=== Extracted records ===

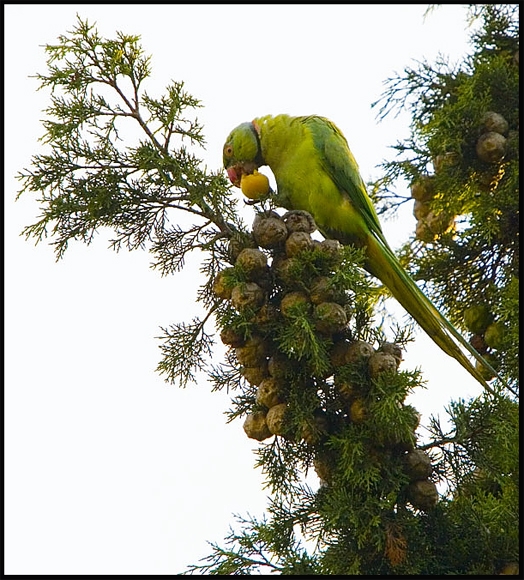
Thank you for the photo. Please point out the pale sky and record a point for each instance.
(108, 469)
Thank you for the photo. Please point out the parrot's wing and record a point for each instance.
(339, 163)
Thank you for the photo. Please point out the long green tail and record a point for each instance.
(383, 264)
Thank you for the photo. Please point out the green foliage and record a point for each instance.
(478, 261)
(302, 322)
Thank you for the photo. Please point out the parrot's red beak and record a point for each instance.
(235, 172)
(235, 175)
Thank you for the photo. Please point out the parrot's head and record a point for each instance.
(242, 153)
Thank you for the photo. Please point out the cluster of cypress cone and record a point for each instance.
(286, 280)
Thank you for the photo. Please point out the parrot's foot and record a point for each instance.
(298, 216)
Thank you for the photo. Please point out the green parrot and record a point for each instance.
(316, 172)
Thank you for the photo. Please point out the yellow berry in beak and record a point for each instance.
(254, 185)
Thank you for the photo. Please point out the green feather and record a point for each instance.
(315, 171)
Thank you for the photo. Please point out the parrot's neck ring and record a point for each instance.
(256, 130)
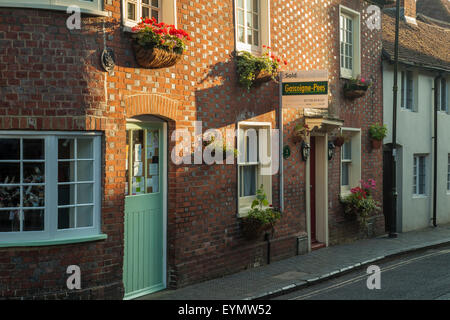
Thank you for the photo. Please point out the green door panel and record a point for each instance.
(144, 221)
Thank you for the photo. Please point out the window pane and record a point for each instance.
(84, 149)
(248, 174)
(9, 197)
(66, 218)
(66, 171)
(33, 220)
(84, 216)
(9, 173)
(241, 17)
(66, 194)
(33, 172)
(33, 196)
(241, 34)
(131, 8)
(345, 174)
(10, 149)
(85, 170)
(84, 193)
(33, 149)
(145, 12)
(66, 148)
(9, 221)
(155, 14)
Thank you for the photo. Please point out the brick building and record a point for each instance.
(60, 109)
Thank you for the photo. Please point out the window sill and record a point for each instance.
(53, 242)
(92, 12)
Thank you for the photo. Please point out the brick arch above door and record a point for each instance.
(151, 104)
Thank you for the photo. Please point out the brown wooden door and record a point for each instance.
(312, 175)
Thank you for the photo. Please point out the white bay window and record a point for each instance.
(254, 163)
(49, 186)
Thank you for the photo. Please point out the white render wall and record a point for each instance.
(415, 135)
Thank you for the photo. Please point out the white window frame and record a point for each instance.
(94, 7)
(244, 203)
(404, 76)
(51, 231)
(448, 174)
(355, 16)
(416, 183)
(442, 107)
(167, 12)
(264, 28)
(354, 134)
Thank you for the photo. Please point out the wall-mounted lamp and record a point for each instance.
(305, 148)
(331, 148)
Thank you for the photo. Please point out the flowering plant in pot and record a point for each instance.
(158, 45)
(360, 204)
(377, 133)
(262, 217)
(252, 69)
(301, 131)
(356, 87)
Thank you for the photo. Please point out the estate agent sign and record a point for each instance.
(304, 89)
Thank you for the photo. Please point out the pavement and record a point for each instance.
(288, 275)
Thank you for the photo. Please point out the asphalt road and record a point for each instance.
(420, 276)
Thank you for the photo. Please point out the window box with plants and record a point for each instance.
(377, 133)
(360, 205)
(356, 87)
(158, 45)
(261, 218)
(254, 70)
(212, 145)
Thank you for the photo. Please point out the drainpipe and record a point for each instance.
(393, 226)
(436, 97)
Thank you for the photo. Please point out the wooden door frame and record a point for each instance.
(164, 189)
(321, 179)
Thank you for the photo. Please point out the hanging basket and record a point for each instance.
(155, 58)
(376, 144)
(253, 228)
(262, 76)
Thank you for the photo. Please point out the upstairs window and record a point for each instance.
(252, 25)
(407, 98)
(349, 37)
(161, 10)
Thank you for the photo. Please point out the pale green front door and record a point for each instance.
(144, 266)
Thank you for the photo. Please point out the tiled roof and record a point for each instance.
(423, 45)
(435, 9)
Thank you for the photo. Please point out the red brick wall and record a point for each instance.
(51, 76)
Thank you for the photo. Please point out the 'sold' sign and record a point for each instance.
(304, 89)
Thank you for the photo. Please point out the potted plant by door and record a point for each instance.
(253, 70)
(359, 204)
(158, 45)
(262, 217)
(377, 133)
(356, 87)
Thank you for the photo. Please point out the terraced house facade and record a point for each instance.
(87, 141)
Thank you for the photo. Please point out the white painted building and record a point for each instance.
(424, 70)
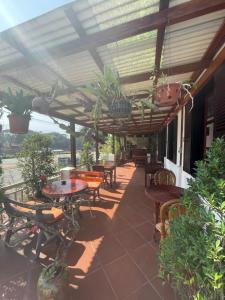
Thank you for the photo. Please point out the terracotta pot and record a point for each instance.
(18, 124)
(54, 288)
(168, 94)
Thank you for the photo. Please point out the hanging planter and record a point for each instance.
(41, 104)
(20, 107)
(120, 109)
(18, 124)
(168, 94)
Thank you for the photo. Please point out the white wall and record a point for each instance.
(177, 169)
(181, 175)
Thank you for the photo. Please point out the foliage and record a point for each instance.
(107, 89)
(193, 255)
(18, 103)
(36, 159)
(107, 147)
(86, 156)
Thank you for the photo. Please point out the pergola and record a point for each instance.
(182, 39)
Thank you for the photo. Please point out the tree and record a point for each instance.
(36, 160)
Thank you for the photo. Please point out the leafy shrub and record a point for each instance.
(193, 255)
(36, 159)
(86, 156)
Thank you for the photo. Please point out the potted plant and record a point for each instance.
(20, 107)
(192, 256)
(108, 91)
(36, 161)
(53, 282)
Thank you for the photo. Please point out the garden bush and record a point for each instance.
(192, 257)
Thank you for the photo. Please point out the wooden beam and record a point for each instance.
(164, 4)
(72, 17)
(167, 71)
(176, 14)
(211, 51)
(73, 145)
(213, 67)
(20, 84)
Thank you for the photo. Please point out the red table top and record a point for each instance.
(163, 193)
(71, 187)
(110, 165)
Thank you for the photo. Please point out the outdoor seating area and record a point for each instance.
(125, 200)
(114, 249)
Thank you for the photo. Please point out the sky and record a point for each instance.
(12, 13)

===

Your objective —
Retype the items from the line containing "Thank you for the photo. Please point out the sky" through the end of the items, including both ends, with no changes.

Task response —
Thank you for the photo. Please point out the sky and record a point for each instance.
(12, 13)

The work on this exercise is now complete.